* start MATERIAL *
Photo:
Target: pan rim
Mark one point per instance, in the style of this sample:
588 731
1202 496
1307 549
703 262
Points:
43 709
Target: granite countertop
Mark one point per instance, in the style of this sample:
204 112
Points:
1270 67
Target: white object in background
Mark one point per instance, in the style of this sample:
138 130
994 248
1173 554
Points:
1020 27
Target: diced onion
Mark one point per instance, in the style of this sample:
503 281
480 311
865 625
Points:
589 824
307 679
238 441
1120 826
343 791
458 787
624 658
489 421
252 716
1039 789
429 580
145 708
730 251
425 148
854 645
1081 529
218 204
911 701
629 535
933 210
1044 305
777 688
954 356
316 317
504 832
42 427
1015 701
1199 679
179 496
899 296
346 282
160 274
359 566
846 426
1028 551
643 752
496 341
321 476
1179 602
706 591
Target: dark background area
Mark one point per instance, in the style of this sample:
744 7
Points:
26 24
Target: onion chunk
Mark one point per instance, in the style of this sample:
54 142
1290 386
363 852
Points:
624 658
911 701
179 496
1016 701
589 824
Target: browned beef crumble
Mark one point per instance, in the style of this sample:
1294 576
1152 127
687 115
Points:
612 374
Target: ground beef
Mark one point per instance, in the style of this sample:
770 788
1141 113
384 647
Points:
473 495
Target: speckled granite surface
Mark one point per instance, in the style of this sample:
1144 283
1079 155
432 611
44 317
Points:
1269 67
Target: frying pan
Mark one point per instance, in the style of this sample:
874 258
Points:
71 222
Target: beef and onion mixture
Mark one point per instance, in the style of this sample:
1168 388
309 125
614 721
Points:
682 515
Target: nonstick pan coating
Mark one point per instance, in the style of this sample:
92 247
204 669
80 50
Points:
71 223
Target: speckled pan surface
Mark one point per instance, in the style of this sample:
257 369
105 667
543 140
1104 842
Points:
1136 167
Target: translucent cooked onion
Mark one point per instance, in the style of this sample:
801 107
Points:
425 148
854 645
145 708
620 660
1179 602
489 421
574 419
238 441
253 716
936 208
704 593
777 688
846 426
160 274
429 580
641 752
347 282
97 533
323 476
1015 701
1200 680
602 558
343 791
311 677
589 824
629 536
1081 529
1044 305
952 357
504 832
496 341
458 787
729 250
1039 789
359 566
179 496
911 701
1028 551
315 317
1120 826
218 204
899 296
* end MATERIAL *
**INSTRUCTIONS FOR THE TASK:**
Copy out every item above again, word for word and in the same order.

**TASK SOLUTION:**
Photo:
Target: pan rim
Mark one point per instance, in the style of this sample:
588 731
1202 496
1307 549
703 262
Points:
43 709
Target: granite countertop
Mark one point per instance, in the style of this sample:
204 112
Points:
1270 67
Target: white object in background
Mark one point per instance, in the style of this sample:
138 130
994 248
1173 554
Points:
1020 27
Target: diced onion
Mark one point per instance, in the style of this sample:
503 281
480 311
865 625
Points:
589 824
307 679
238 441
1120 826
343 791
458 787
624 658
489 421
252 716
1039 789
429 580
145 708
730 251
425 148
854 645
1081 529
218 204
911 701
629 535
933 210
1044 305
777 688
954 356
316 317
504 832
42 427
1015 701
1199 679
179 496
899 296
346 282
160 274
359 566
846 426
1028 551
643 752
496 341
321 476
1179 602
706 591
Target: dark background area
Mark one point per instance, in the style of this sample:
744 7
Points:
26 24
Target: onion chunk
Mark one point per instance, in the style of this sample:
54 142
1290 386
363 852
Points:
624 658
911 701
179 496
1016 701
589 824
Target: browned beef crumble
Mark one point per instance, in the style of this sample:
1294 576
1152 127
687 115
Points:
612 374
Target: ground beef
Mark one point per instance, in the style of this sample:
770 788
1141 113
384 647
Points:
473 495
Target: speckled granite surface
Mark one point per instance, in the style of this sample:
1144 283
1079 155
432 611
44 317
Points:
1269 67
Target: frying pan
Mark one point per instance, in the style of this sample:
874 258
Points:
71 222
Target: beef and onion mixture
Mark one point per instance, in the style of this sample:
1168 388
309 125
614 721
Points:
682 515
Target: nonstick pan coating
Mark one point per instance, in the style of this sample:
92 247
204 669
80 50
Points:
71 223
Target: speckled pan surface
Mark one point per instance, in the style of this sample:
257 369
105 667
543 140
1104 842
Points:
1136 167
Target: translucent cooked onion
Mark one point per instance, in the style of this sample:
801 107
Points:
425 148
854 645
145 708
620 660
1179 602
489 421
574 419
238 441
253 716
936 208
704 593
777 688
846 426
160 274
429 580
641 752
347 282
97 533
323 476
1015 701
1200 680
602 558
343 791
311 677
589 824
629 536
1081 529
1044 305
952 357
504 832
496 341
458 787
729 250
1039 789
359 566
179 496
911 701
1028 551
315 317
1120 826
218 204
899 296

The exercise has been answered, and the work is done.